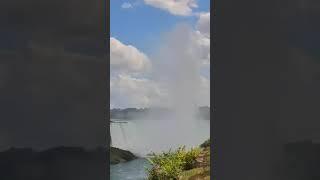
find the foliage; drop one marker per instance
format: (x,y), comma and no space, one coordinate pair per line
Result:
(169,165)
(205,144)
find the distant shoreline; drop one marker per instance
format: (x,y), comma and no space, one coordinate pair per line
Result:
(143,113)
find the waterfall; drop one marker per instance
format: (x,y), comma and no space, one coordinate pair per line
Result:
(118,134)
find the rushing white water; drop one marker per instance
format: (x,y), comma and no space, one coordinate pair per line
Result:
(145,136)
(176,67)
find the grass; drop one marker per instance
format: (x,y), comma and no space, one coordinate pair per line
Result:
(181,164)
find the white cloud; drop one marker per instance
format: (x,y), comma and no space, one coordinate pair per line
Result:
(126,5)
(203,24)
(175,7)
(127,58)
(127,91)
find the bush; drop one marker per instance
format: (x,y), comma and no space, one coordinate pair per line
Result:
(205,144)
(169,165)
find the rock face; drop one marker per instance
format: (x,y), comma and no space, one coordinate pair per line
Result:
(118,155)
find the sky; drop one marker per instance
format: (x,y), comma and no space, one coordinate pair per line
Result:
(139,29)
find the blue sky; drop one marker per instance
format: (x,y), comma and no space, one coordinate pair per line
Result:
(138,28)
(143,25)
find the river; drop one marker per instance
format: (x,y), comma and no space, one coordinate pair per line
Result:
(142,137)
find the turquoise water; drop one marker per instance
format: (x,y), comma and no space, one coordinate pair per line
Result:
(142,137)
(134,170)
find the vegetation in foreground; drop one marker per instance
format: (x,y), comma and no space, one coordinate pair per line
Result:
(181,164)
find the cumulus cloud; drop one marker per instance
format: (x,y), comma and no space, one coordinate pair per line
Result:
(175,7)
(203,24)
(128,91)
(202,37)
(184,50)
(126,5)
(127,58)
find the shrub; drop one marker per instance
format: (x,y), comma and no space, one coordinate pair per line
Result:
(169,165)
━━━
> **PROBLEM STATEMENT**
Starting with the line containing "find the white" and going on through the last line of the items, write all of these lines out again, requests included. Shift every coordinate in the answers by adding 108 to each of its numbers.

> **RIGHT ANSWER**
find the white cloud; drop one marker per instance
format: (x,y), comma and no space, one coordinate pair per line
Result:
(234,113)
(311,132)
(283,115)
(235,166)
(235,199)
find the bush; drop one marker per instance
format: (x,y), comma and no space, one coordinate pair per line
Result:
(313,252)
(277,273)
find the rock face; drop one marker per instance
format: (x,y), comma and no space, one coordinate pair per line
Result:
(226,263)
find the sky; drop one marker per instance
format: (x,y), comma and no space, one coordinate pair per line
Result:
(247,137)
find the blue sky; drop one marker per instance
format: (x,y), comma and no space, one coordinate pair per line
Result:
(246,136)
(251,133)
find the river; drop one marker per instance
format: (x,y), comma and no space, one coordinate pair per line
Result:
(250,245)
find the turquoise water; drop one marker per instance
format: (x,y), comma and no space, one coordinate pair per line
Result:
(250,245)
(242,278)
find the vegetation in foreground; drop one marker per instance
format: (x,y), comma and no space, one coordinate pair per line
Result:
(289,272)
find the cumulus cloud; drop one marker per instance
format: (x,y), comma and no space, one coordinate pair per line
Result:
(283,115)
(311,132)
(236,199)
(310,145)
(292,158)
(234,113)
(235,166)
find the shrub; drop one marker per instance
format: (x,y), comma and no space, one coordinate pair per line
Result:
(277,273)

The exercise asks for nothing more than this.